TASK INPUT START

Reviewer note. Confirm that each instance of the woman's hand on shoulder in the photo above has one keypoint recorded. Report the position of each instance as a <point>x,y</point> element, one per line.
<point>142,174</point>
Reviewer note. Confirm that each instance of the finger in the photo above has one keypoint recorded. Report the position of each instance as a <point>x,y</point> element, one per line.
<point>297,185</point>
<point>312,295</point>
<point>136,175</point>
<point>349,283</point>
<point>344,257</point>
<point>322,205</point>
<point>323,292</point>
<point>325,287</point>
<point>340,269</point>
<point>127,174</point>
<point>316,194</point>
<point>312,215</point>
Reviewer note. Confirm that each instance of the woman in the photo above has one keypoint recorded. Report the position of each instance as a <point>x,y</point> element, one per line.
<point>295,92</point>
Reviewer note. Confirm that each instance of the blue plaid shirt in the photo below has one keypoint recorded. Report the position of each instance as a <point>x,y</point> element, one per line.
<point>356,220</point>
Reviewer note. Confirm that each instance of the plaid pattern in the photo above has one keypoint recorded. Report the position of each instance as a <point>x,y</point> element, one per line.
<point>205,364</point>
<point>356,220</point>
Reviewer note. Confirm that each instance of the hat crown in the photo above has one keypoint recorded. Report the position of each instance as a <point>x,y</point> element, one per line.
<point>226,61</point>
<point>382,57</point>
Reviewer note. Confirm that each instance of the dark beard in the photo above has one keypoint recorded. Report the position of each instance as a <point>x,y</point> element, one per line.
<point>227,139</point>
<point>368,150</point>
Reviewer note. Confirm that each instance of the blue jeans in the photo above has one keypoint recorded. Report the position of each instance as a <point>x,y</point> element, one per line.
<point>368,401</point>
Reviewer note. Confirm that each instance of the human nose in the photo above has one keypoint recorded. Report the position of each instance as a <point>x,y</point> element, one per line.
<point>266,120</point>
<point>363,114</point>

TASK INPUT END

Copy out every record above once more, precisely as written.

● WRITTEN SOLUTION:
Reviewer note. Confirm that each instance of the woman's hand on shoulder in the photo above has one keypoint recorded. Report the position of each instance as a <point>x,y</point> element, one per line.
<point>142,174</point>
Reviewer note. Confirm that each instance of the finger in the photo above has one keypoint recorded. Report the position of each instance as a <point>x,y</point> element, one per line.
<point>297,185</point>
<point>312,295</point>
<point>136,175</point>
<point>349,283</point>
<point>344,257</point>
<point>322,205</point>
<point>323,292</point>
<point>325,287</point>
<point>340,269</point>
<point>127,174</point>
<point>316,194</point>
<point>312,215</point>
Reviewer note. Confirm that each instance of the woman in the photo above has one keypoint recorded. Report the position of each instance as a <point>x,y</point> element, one per line.
<point>295,92</point>
Reviewer note. Confirm that each instance of the blue plaid shirt in the photo below has one keypoint recorded. Report the position of each instance as a <point>x,y</point> element, one per line.
<point>356,220</point>
Reviewer note. Confirm that each instance of the plaid pattern in the photo above has one keypoint recorded. Report the position of each instance as a <point>x,y</point> element, one per line.
<point>205,364</point>
<point>356,220</point>
Reviewer note. Confirm that each instance of the hat crown in the photo above has one keypoint recorded. Report the position of each instance as a <point>x,y</point> element, one per line.
<point>226,61</point>
<point>382,57</point>
Reviewer note. Confirm that each instance of the dark beard in the photo above has one keypoint recorded. Report the position of each instance as a <point>x,y</point> element, one per line.
<point>227,139</point>
<point>368,150</point>
Reviewer note. Confirm that each instance of the blue jeans in the photo above has one keypoint recorded. Report the position of each instance as a <point>x,y</point> element, one per line.
<point>368,401</point>
Reviewer note. Confirm that each instance of the human nose in the photo above has one keypoint recorded. Report the position of each instance as a <point>x,y</point> element, one per line.
<point>266,120</point>
<point>363,114</point>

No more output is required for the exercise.